TAREFA A FAZER
Dê seguimento à crônica sobre a roseira do jardim, a partir da última frase apresentada.

TEXTO DE LEITURA
========

Muito provavelmente – eu quase que seria capaz de apostar vultosa soma – meus mais ferinos leitores terminarão de ler o texto que começo, nesse instante, a escrever (escrevo quase que de forma mediúnica, querendo com isso dizer que escrevo de sopetão, sem burilar isso ou aquilo, que fique claro), julgando-me ainda mais fresco do que na cozinha. Mas acordei, eis a verdade, mexido com a história que passo a lhes contar.
Há, numa determinada cidade, num determinado bairro, numa determinada rua, uma casa antiqüíssima (jamais deixarei de usar o trema). A casa abrigou, durante anos, uma família inteira que foi, com o tempo, desaparecendo. Vive ainda, dessa família, um homem que viveu a infância (felicíssima) na tal casa e que a alugou por razões que não vêm, realmente não vêm, ao caso. Quando a alugou, sem a intermediação de administradoras ou de advogados, o homem foi – no dia da mudança da nova família que na casa se instalaria -, pessoalmente, até a casa.
Já estaríamos, aí, diante de um caso raro, antigo. O proprietário, apegadíssimo à coisa alugada, vai até o endereço responsável por tantas marcas em sua alma e entrega, de olhos marejados, ao inquilino, a chave da casa, a chave dos quartos, conta a ele os detalhes sobre cada registro d´água, sobre cada tomada, cada parte do assoalho, do telhado. Vê, comovido, os empregados da empresa de mudança carregando caixas pra lá e pra cá, até que chama o inquilino para a parte da frente da casa. Ensaia despedir-se e diz:
– Posso lhe pedir uma coisa? – mal disfarça os olhos molhados e as mãos trêmulas.
– Claro… o senhor está sentindo alguma coisa? – responde o inquilino, um homem de bem, pondo a mão em seu ombro.
Fica mudo, o proprietário. Olha para baixo, para o alto, para os lados, esfrega o antebraço nos olhos e responde:
– Muitas coisas, meu caro… muitas coisas… Mas eu gostaria de lhe pedir uma coisa, apenas…
– Pois não.
– Está vendo esta roseira? – e aponta a roseira do jardim da casa.
– Claro!
– Trate bem dela… por favor… É o que mais quero lhe pedir… Era o xodó de meu pai, que a plantou há muitos anos, muitos anos… – e deu de chorar sem cerimônia.
Tal preocupação comoveu o novo morador, que prometeu especial dedicação à roseira. Não soou falso o abraço de antes da despedida. O homem partiu, visivelmente triste, mas grato por tudo aquilo, pela confiança depositada e pela promessa que ouviu e que lhe soou legítima, franca e verdadeira.
Passaram-se os anos e a roseira floria que era uma beleza. A cada inverno, a cada mês de junho, julho, explodiam as rosas, dezenas delas!, diante da casa, e o proprietário que jamais se deixou ver, pelo menos uma vez por mês passava pela rua, à tardinha, para matar as saudades e para ver, com os próprios olhos, o roseiral de seu pai em flor.

========

TRECHO DOS DADOS

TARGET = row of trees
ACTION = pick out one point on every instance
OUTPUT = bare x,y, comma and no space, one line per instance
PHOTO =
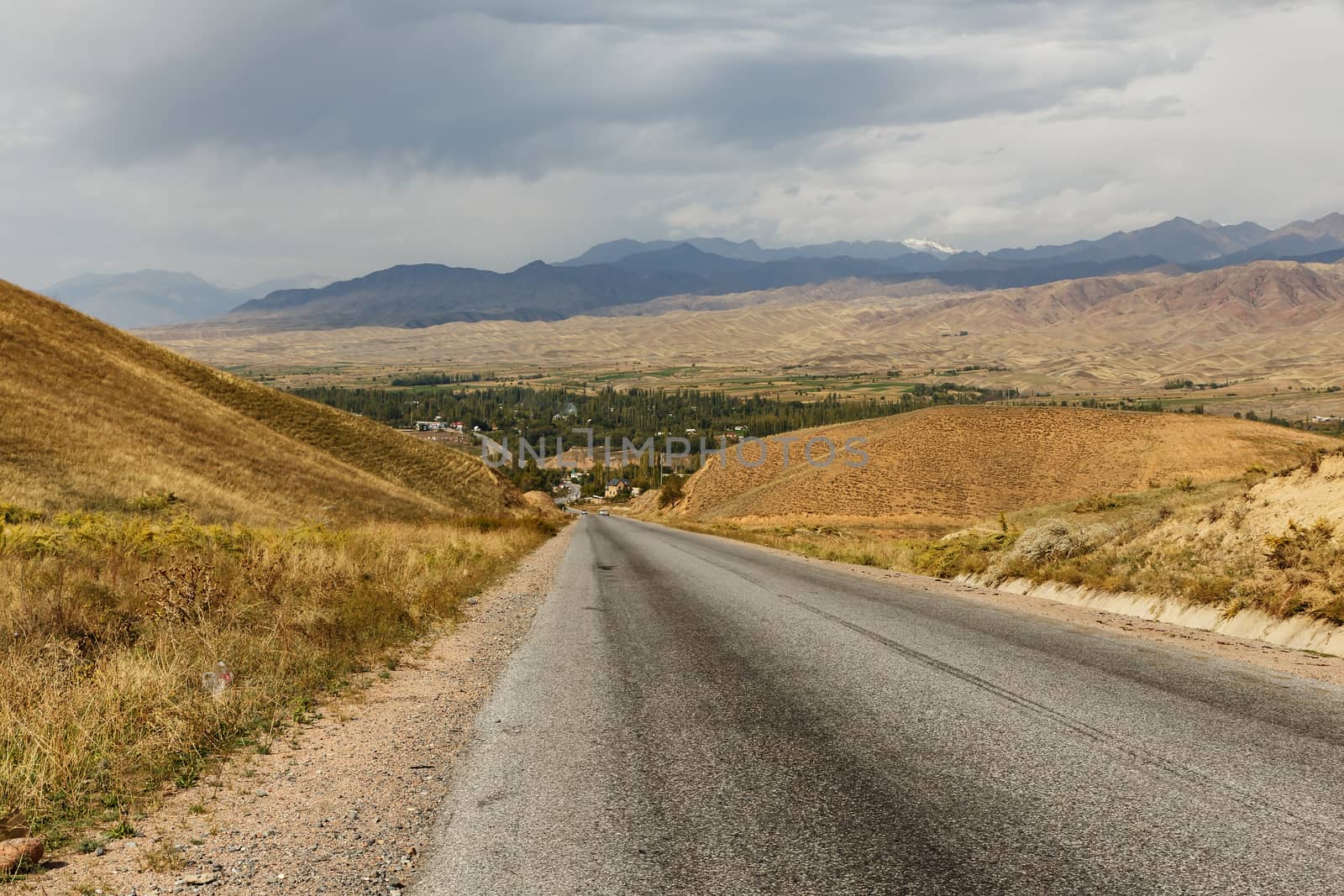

========

RESPOSTA ABAIXO
Há um ano e meio, mais ou menos, o proprietário bateu o telefone para lá. Contou sobre sua intenção de vender a casa, disse o preço, comentou que já havia recebido uma proposta de uma construtora, que estava apenas oferecendo a preferência, essas coisas. Ficou de mandar uma notificação por escrito apenas para cumprir as formalidades legais – a notificação de fato chegou e foi devidamente respondida -, mas naquele mesmo telefonema o inquilino declinou, com o coração apertado, da preferência. Não tinha e nem teria o dinheiro… Mas como o tempo passara sem mais nenhum telefonema, mais nenhum contato, nada, o assunto ficou esquecido.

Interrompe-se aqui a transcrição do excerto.